_AIM OF THE EXERCISE_
Restate, word for word, all of the material shown below.

Start of DATA TO USE

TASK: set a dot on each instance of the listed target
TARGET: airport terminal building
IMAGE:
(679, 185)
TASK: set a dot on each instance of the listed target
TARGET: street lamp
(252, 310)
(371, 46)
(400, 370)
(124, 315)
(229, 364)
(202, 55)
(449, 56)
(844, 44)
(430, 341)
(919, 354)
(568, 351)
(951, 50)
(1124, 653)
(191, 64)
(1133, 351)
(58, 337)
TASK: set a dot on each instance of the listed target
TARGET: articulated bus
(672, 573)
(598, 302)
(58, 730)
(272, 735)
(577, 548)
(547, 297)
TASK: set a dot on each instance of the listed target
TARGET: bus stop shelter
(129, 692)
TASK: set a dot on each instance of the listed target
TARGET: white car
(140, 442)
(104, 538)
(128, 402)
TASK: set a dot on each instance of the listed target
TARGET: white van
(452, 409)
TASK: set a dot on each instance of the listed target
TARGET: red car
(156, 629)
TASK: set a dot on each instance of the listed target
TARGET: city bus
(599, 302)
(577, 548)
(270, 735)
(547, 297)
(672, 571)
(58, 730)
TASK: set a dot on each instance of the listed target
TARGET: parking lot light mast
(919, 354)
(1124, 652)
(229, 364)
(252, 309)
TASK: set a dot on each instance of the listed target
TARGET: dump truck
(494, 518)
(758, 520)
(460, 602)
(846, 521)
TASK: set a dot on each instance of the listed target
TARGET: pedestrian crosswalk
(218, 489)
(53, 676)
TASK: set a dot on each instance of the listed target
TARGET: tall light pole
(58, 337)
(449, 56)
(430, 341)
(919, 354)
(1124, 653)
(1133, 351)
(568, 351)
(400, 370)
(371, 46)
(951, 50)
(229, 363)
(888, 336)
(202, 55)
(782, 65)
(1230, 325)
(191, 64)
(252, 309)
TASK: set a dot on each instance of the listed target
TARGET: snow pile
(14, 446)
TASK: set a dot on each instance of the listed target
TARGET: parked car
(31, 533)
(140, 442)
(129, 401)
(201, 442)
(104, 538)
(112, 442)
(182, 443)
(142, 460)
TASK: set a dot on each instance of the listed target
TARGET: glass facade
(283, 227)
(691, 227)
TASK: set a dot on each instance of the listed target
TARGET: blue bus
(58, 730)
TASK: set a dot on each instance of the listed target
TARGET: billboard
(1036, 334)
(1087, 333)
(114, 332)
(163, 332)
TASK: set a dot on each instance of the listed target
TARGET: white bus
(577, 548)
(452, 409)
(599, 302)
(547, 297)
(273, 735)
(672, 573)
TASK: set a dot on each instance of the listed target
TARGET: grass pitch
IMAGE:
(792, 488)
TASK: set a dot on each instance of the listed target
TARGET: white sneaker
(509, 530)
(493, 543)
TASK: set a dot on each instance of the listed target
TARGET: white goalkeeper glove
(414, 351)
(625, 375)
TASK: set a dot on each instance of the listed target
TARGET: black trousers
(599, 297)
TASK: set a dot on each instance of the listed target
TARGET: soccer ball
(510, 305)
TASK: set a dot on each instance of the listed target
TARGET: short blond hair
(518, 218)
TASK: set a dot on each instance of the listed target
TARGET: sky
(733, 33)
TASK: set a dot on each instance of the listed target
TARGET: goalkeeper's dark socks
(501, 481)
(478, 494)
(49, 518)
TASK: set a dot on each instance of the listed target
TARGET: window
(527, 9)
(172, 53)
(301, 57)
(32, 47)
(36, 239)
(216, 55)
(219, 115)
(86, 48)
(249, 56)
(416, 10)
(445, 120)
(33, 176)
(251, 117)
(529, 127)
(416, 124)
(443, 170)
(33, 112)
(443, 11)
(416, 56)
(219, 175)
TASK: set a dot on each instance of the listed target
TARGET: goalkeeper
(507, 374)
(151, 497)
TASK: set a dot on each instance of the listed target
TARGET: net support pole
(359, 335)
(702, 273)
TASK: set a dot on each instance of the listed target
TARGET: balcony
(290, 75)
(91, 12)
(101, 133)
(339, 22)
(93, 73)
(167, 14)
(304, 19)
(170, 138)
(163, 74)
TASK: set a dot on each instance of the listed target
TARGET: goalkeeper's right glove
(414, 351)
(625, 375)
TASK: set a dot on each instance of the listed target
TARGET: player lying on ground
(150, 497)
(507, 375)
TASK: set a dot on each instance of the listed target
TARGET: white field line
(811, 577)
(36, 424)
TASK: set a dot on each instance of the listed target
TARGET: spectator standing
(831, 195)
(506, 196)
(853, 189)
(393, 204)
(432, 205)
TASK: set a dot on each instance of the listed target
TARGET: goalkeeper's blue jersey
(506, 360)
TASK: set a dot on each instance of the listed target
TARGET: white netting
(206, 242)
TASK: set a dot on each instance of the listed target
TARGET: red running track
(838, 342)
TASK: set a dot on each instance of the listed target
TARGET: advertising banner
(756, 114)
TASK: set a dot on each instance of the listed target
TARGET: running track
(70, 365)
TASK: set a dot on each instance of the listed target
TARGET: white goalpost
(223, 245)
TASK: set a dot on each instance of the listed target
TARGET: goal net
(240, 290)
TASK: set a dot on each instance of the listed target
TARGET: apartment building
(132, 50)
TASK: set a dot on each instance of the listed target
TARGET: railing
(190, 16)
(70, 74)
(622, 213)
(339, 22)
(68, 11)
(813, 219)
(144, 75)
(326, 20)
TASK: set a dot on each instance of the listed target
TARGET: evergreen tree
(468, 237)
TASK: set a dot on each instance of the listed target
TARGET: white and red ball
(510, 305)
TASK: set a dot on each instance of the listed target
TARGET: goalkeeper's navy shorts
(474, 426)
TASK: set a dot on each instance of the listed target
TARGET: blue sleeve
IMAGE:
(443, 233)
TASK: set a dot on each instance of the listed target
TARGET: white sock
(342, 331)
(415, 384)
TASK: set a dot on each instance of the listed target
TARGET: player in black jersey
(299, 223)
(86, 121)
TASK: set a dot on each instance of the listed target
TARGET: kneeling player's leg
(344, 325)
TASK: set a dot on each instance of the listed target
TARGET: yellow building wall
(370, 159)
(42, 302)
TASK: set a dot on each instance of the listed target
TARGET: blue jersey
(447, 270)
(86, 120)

End of DATA TO USE

_RESPONSE_
TASK: set a dot on each instance of the listed target
TARGET: airport terminal building
IMAGE:
(679, 185)
TASK: set a dot on each instance of the listed target
TARGET: street lamp
(252, 310)
(371, 46)
(400, 370)
(124, 315)
(229, 364)
(202, 55)
(449, 56)
(844, 44)
(430, 341)
(919, 354)
(568, 351)
(951, 50)
(1124, 653)
(191, 64)
(1133, 351)
(58, 337)
TASK: set a dot on each instance of the listed target
TARGET: articulated bus
(672, 573)
(598, 302)
(58, 730)
(272, 735)
(577, 548)
(547, 297)
TASK: set a dot on each instance of the listed target
TARGET: bus stop shelter
(129, 692)
TASK: set a dot on each instance of the listed target
TARGET: white car
(140, 442)
(104, 538)
(128, 402)
TASK: set a dot on each instance of the listed target
TARGET: white van
(452, 409)
TASK: set a dot on each instance of the listed target
TARGET: red car
(156, 629)
TASK: set a dot on each instance of the listed target
TARGET: city bus
(599, 302)
(577, 548)
(270, 735)
(547, 297)
(672, 571)
(58, 730)
TASK: set a dot on each instance of the listed target
TARGET: parking lot light mast
(919, 354)
(1124, 652)
(229, 364)
(252, 309)
TASK: set a dot on each instance of the listed target
TARGET: dump truck
(494, 518)
(758, 520)
(460, 602)
(846, 521)
TASK: set a dot on each instance of the listed target
TARGET: pedestrian crosswalk
(218, 489)
(53, 676)
TASK: set a dot on each instance of the listed target
TARGET: tall light pole
(58, 337)
(449, 56)
(430, 341)
(919, 354)
(1124, 653)
(1133, 351)
(568, 351)
(400, 370)
(371, 46)
(951, 50)
(229, 363)
(888, 336)
(202, 55)
(782, 65)
(1230, 325)
(191, 64)
(252, 309)
TASK: set a dot on each instance of the listed target
TARGET: snow pile
(14, 446)
TASK: set a dot on each instance of the listed target
TARGET: parked car
(31, 533)
(140, 442)
(129, 401)
(201, 442)
(104, 538)
(112, 442)
(182, 443)
(142, 460)
TASK: set a dot on each instance of the listed target
TARGET: glass facade
(283, 227)
(691, 227)
TASK: set a dot on each instance of the listed target
TARGET: blue bus
(58, 730)
TASK: set a dot on each instance of the listed target
TARGET: billboard
(1036, 334)
(1087, 333)
(114, 332)
(163, 332)
TASK: set a dot on each instance of the listed target
TARGET: white bus
(577, 548)
(452, 409)
(599, 302)
(547, 297)
(273, 735)
(672, 573)
TASK: set a dot on each instance of the listed target
TARGET: grass pitch
IMAGE:
(792, 488)
TASK: set a dot on each instance of the listed target
TARGET: white sneaker
(509, 530)
(493, 543)
TASK: set a dot on each instance of the listed target
TARGET: white goalkeeper glove
(414, 351)
(625, 375)
TASK: set a dot on each instance of the listed target
TARGET: black trousers
(599, 297)
TASK: set a dot on each instance of the listed target
TARGET: soccer ball
(510, 305)
TASK: set a dot on each instance of the listed target
TARGET: short blond hair
(518, 218)
TASK: set a dot on each instance of the listed target
TARGET: sky
(733, 33)
TASK: set a dot on each instance of the listed target
TARGET: goalkeeper's dark socks
(501, 481)
(478, 494)
(49, 518)
TASK: set a dot on each instance of the listed target
TARGET: window
(527, 9)
(172, 53)
(301, 57)
(32, 47)
(36, 239)
(216, 55)
(219, 115)
(86, 48)
(249, 56)
(416, 10)
(445, 120)
(33, 176)
(251, 117)
(529, 127)
(416, 124)
(443, 170)
(33, 112)
(443, 11)
(416, 56)
(219, 175)
TASK: set a dot on each instance of the listed target
TARGET: goalkeeper
(507, 374)
(151, 497)
TASK: set a dot on each instance of the listed target
TARGET: net support pole
(359, 335)
(702, 273)
TASK: set a dot on each instance of the listed target
TARGET: balcony
(290, 75)
(91, 12)
(101, 133)
(339, 22)
(93, 73)
(167, 14)
(304, 19)
(170, 138)
(163, 74)
TASK: set a dot on each instance of the listed target
TARGET: goalkeeper's right glove
(414, 351)
(625, 375)
TASK: set a dot on each instance of the listed target
TARGET: player lying on ground
(150, 497)
(507, 375)
TASK: set a dot on each instance of the listed target
TARGET: white field line
(811, 577)
(36, 424)
TASK: set a dot on each instance of the listed target
TARGET: spectator standing
(831, 195)
(506, 196)
(853, 189)
(393, 204)
(432, 205)
TASK: set a dot on each instance of the listed target
TARGET: goalkeeper's blue jersey
(506, 360)
TASK: set a dot on each instance of the listed target
TARGET: white netting
(206, 242)
TASK: set a dot on each instance of the listed target
TARGET: red running track
(838, 342)
TASK: set a dot on each instance of the listed target
TARGET: advertising banner
(756, 114)
TASK: set a dot on each instance of the listed target
TARGET: running track
(70, 365)
TASK: set a dot on each instance of the listed target
TARGET: white goalpost
(223, 245)
TASK: set a dot on each instance of the listed target
TARGET: goal net
(240, 290)
TASK: set a dot on each instance of the listed target
TARGET: apartment building
(132, 50)
TASK: set a dot on each instance of the listed target
TARGET: railing
(190, 16)
(70, 74)
(622, 213)
(339, 22)
(68, 11)
(813, 219)
(144, 75)
(326, 20)
TASK: set a dot on each instance of the listed target
TARGET: evergreen tree
(468, 237)
TASK: set a dot on each instance of the listed target
TARGET: white and red ball
(510, 305)
TASK: set a dot on each instance of the listed target
TARGET: goalkeeper's navy shorts
(474, 426)
TASK: set a dot on each instance of the listed target
TARGET: blue sleeve
IMAGE:
(443, 233)
TASK: set a dot on each instance of the listed target
TARGET: white sock
(342, 331)
(415, 384)
TASK: set a dot on each instance of the listed target
TARGET: player in black jersey
(299, 223)
(86, 121)
TASK: set a dot on each instance of the listed target
TARGET: kneeling player's leg
(344, 325)
TASK: set a dot on each instance of the listed target
TARGET: yellow building wall
(370, 159)
(42, 302)
TASK: set a dot on each instance of the listed target
TARGET: blue jersey
(447, 270)
(86, 120)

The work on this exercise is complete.